━━ Dataset entries
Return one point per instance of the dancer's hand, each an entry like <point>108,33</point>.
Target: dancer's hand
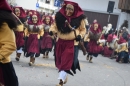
<point>48,36</point>
<point>68,24</point>
<point>1,84</point>
<point>78,38</point>
<point>51,33</point>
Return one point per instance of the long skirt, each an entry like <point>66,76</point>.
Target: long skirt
<point>124,55</point>
<point>32,46</point>
<point>66,56</point>
<point>7,75</point>
<point>46,43</point>
<point>107,52</point>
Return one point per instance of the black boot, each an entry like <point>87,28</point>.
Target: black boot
<point>90,60</point>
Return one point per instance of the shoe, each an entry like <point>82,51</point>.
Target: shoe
<point>30,63</point>
<point>60,83</point>
<point>121,60</point>
<point>87,58</point>
<point>44,56</point>
<point>17,58</point>
<point>90,60</point>
<point>47,56</point>
<point>66,80</point>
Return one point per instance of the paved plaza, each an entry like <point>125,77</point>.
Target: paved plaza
<point>102,72</point>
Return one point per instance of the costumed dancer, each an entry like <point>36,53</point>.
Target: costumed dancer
<point>19,32</point>
<point>7,45</point>
<point>35,33</point>
<point>93,47</point>
<point>70,28</point>
<point>47,42</point>
<point>122,50</point>
<point>111,38</point>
━━━━
> _What you should do_: Using only the entries above, output the line with "Target: long skirt", the line with "Return one point per instance of the shoe, each", and all lines between them, exactly as they stand.

> _Answer section_:
Target: long skirt
<point>124,55</point>
<point>32,46</point>
<point>66,56</point>
<point>7,75</point>
<point>46,43</point>
<point>107,52</point>
Return one point per instance of the black boot, each an entry like <point>87,28</point>.
Target: black boot
<point>90,60</point>
Return one point per instance of the shoe, each an entry like <point>82,51</point>.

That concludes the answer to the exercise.